--- Begin ---

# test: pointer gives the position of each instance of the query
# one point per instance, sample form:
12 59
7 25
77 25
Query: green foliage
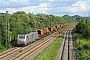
84 49
20 22
47 54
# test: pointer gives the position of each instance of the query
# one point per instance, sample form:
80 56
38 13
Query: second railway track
15 53
66 49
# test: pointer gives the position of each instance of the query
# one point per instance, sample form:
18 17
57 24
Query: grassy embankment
2 48
82 47
50 52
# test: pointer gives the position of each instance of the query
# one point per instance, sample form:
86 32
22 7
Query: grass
50 52
2 48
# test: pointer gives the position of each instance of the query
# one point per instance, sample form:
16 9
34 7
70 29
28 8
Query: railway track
17 52
66 50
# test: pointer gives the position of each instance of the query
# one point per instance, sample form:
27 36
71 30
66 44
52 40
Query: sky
55 7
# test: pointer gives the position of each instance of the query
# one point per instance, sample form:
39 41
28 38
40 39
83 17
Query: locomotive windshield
21 36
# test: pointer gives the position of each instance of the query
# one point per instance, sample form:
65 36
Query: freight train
24 39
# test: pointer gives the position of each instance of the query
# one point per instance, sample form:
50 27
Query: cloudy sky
55 7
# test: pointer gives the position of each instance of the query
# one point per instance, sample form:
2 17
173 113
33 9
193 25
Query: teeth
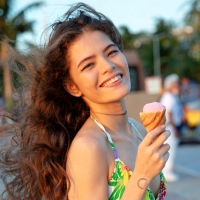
116 78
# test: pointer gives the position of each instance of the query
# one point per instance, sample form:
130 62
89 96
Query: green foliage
179 55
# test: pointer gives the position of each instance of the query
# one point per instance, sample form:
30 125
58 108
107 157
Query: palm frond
24 10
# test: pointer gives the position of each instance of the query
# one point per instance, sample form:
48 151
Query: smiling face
98 69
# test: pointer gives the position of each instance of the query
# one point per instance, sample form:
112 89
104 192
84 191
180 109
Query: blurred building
136 70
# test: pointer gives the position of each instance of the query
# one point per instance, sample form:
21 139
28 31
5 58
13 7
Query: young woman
77 141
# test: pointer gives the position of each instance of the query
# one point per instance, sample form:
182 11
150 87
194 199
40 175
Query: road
187 166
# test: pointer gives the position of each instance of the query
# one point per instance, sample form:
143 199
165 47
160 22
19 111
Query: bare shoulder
89 141
139 127
87 164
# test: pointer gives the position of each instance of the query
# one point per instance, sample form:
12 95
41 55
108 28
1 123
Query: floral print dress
122 174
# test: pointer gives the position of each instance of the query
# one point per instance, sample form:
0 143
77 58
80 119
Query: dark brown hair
34 167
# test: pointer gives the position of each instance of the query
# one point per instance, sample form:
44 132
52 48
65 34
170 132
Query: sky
138 15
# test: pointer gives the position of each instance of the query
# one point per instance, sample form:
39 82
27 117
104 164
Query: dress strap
140 136
108 136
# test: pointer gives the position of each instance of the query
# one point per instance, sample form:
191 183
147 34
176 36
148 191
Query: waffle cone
153 119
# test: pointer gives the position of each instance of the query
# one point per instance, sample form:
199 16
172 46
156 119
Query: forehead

--- End ---

● Work instructions: Repeat the data exactly, dropping every picture it holds.

● Response to this exercise:
# test: pointer gives the position of each instance of the query
# one point per instance, sample form:
12 59
7 25
77 25
Query: green foliage
84 49
20 22
47 54
# test: pointer gives the position of each instance of the query
# one point per instance, sample form:
80 56
38 13
Query: second railway track
15 53
66 49
# test: pointer gives the position of each instance of the query
# one point per instance, sample form:
18 17
57 24
Query: grassy embankment
2 48
82 47
50 52
# test: pointer gives the position of each instance of the query
# one point per instance, sample form:
86 32
22 7
Query: grass
50 52
2 48
# test: pointer gives the position of each instance of the query
# one point per instance, sample form:
16 9
34 7
70 29
28 8
Query: railway track
17 52
66 50
# test: pointer gives the position of each instance of the query
# one point per instance, sample form:
27 36
71 30
66 44
52 40
Query: sky
55 7
# test: pointer gives the position of each instance of the query
# one point per instance, sample form:
39 41
28 38
40 39
83 17
Query: locomotive windshield
21 36
# test: pointer gives the position of each instance of the query
# one point per instance, sample form:
65 36
Query: freight train
24 39
# test: pointer gives the position of each instance of the query
# one point per instance, sample form:
50 27
Query: cloudy sky
55 7
# test: pointer gives the position of each instance of the query
# one point per instance, sample form:
2 17
173 113
33 9
193 25
Query: teeth
116 78
# test: pointer gives the position of each instance of the query
# one point per instance, sample form:
130 62
89 96
Query: green foliage
179 55
# test: pointer gives the position of each instance of the query
# one point per instance, sample form:
30 125
58 108
107 157
Query: palm frond
24 10
# test: pointer gives the position of each instance of the query
# one point per instance, sample form:
48 151
Query: smiling face
98 69
# test: pointer gives the position of each instance of the query
# one point per instance, sample form:
112 89
104 192
84 191
180 109
Query: blurred building
136 70
# test: pointer gives the position of each instance of the query
# one point per instance, sample form:
21 139
28 31
5 58
13 7
Query: young woman
77 141
# test: pointer gives the position of each instance of the query
# one point per instance, sample form:
182 11
150 87
194 199
40 175
Query: road
187 166
# test: pointer gives the position of each instance of the query
# one point per instance, sample form:
143 199
165 47
160 22
19 111
Query: bare shoulder
89 141
139 127
87 164
# test: pointer gives the position of each instance of the query
# one point per instance, sample form:
12 95
41 55
108 28
1 123
Query: floral print dress
122 174
# test: pointer gives the position of each instance of the query
# one point per instance, sample form:
0 143
77 58
80 119
Query: dark brown hair
34 167
# test: pointer gives the position of each instance of the query
# one point per instance, sample form:
44 132
52 48
65 34
170 132
Query: sky
138 15
# test: pointer gives the position of each instance of the query
# one point per instance, sample form:
39 82
27 117
104 164
Query: dress strap
140 136
108 136
# test: pointer gives the position of each instance of the query
# one point per instance, sample form:
191 183
147 34
176 36
148 191
Query: waffle cone
153 119
# test: pointer gives the position of each instance of the query
# one point per instance, sample form:
199 16
172 46
156 119
Query: forehead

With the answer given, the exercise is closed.